RECORDS TO PROCESS
- Opening Delimiter -
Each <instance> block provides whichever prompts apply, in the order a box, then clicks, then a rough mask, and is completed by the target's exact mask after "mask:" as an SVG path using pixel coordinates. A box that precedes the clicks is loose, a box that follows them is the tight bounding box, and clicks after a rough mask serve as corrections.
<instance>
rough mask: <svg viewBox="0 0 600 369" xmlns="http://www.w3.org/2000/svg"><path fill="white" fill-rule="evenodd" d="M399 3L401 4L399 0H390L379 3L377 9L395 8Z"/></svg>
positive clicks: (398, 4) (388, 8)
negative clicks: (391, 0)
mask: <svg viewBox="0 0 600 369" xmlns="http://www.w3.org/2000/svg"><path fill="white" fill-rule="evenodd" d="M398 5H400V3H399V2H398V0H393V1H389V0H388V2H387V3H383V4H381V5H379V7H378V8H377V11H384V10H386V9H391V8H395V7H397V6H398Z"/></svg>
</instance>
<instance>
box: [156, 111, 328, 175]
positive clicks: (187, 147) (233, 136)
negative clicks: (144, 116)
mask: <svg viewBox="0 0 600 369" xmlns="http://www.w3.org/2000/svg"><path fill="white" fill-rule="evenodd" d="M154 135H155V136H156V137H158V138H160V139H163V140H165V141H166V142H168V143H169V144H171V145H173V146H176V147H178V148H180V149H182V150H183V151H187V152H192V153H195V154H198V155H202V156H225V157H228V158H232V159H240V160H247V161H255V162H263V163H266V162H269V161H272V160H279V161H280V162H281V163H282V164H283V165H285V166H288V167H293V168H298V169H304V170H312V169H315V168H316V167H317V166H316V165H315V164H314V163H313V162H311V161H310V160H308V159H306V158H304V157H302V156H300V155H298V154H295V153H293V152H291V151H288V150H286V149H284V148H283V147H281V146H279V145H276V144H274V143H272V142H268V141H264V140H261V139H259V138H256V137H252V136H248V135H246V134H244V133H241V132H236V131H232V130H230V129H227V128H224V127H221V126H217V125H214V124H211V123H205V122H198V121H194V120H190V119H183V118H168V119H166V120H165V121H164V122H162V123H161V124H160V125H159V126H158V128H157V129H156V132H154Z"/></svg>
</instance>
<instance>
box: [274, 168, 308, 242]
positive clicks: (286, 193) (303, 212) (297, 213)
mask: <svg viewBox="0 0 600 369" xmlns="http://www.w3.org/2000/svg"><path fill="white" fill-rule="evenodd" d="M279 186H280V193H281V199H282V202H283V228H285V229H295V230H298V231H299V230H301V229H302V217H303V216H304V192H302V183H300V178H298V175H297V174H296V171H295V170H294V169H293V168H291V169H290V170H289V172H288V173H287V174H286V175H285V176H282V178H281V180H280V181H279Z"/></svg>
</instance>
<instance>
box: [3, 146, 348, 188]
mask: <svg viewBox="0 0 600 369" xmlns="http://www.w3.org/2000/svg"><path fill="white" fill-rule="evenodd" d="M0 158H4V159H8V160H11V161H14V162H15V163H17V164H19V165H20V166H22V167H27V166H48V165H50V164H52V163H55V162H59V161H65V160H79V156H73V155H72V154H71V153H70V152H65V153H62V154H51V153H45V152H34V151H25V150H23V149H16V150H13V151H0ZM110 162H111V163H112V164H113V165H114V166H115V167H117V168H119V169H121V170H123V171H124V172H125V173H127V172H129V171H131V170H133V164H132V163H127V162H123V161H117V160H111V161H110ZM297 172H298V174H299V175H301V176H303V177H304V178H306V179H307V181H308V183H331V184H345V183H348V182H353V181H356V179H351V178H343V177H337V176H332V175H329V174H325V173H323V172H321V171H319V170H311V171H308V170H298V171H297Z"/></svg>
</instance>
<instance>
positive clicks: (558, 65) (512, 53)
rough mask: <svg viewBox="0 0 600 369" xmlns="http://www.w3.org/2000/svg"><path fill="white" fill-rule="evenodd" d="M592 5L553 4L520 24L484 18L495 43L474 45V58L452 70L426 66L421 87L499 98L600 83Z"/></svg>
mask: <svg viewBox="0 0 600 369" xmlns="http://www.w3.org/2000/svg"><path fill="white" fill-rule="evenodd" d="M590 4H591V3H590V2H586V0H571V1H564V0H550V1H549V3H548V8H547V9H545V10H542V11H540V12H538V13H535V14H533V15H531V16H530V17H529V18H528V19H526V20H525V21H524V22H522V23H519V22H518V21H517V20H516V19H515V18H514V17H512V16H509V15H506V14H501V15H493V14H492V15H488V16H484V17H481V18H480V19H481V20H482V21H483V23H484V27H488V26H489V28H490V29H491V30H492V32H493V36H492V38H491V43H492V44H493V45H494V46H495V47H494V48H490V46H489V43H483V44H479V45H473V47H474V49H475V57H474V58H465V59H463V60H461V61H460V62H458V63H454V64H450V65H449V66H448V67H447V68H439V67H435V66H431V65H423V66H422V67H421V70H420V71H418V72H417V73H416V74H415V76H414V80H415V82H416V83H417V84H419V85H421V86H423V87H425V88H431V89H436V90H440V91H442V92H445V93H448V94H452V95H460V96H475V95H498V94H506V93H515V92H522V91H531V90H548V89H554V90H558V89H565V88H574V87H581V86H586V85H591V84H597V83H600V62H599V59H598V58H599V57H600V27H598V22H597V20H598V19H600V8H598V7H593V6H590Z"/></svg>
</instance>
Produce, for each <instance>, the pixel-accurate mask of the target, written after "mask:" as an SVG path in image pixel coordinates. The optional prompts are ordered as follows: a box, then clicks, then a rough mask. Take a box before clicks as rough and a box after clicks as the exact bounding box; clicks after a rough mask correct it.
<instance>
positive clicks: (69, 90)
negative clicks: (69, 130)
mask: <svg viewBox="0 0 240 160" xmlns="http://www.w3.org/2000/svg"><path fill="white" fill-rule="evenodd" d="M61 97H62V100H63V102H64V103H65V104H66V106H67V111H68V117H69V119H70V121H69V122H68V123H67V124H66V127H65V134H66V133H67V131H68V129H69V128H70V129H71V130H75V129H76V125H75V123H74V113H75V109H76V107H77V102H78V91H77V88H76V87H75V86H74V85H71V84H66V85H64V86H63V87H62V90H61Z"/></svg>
- Closing Delimiter -
- Opening Delimiter -
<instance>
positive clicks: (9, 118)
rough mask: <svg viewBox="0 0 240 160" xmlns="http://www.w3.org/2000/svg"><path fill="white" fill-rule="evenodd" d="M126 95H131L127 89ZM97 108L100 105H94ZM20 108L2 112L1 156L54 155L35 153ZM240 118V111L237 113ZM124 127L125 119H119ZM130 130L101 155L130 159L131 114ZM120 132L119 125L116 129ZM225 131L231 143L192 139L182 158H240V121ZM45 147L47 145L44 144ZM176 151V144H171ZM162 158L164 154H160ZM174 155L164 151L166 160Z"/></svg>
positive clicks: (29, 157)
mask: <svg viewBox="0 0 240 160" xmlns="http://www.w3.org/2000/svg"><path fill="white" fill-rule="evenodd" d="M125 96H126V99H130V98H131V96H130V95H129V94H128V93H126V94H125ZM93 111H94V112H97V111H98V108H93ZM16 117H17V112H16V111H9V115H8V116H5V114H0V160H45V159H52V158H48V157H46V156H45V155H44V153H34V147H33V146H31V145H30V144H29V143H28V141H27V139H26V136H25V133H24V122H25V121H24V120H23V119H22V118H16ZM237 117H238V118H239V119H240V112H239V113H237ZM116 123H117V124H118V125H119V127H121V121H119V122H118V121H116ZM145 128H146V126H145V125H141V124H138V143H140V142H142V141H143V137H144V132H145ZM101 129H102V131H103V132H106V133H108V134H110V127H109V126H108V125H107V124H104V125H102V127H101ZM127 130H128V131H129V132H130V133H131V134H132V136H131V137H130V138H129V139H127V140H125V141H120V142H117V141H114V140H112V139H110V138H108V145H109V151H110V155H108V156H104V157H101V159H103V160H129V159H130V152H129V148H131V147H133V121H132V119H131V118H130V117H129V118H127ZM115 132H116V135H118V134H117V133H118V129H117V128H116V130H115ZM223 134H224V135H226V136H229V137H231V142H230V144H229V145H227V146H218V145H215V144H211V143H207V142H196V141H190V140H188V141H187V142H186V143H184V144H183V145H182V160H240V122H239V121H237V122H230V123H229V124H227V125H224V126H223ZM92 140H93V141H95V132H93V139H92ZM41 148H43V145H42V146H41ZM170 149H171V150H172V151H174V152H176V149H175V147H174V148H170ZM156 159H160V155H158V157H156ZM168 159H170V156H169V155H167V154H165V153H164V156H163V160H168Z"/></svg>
- Closing Delimiter -
TASK ITEM
Transcribe, exactly and without additions, the lines of the records above, beginning with the line that contains "3L401 4L399 0H390L379" and ending with the line that contains "positive clicks: (187, 147) (233, 136)", both included.

ANSWER
rough mask: <svg viewBox="0 0 600 369" xmlns="http://www.w3.org/2000/svg"><path fill="white" fill-rule="evenodd" d="M399 3L401 4L399 0H390L379 3L377 9L395 8Z"/></svg>
positive clicks: (398, 4) (388, 8)
negative clicks: (391, 0)
mask: <svg viewBox="0 0 600 369" xmlns="http://www.w3.org/2000/svg"><path fill="white" fill-rule="evenodd" d="M398 5H400V3H399V2H398V0H393V1H389V0H388V2H387V3H383V4H381V5H379V7H378V8H377V11H384V10H386V9H391V8H395V7H397V6H398Z"/></svg>
</instance>
<instance>
box: [156, 111, 328, 175]
positive clicks: (187, 147) (233, 136)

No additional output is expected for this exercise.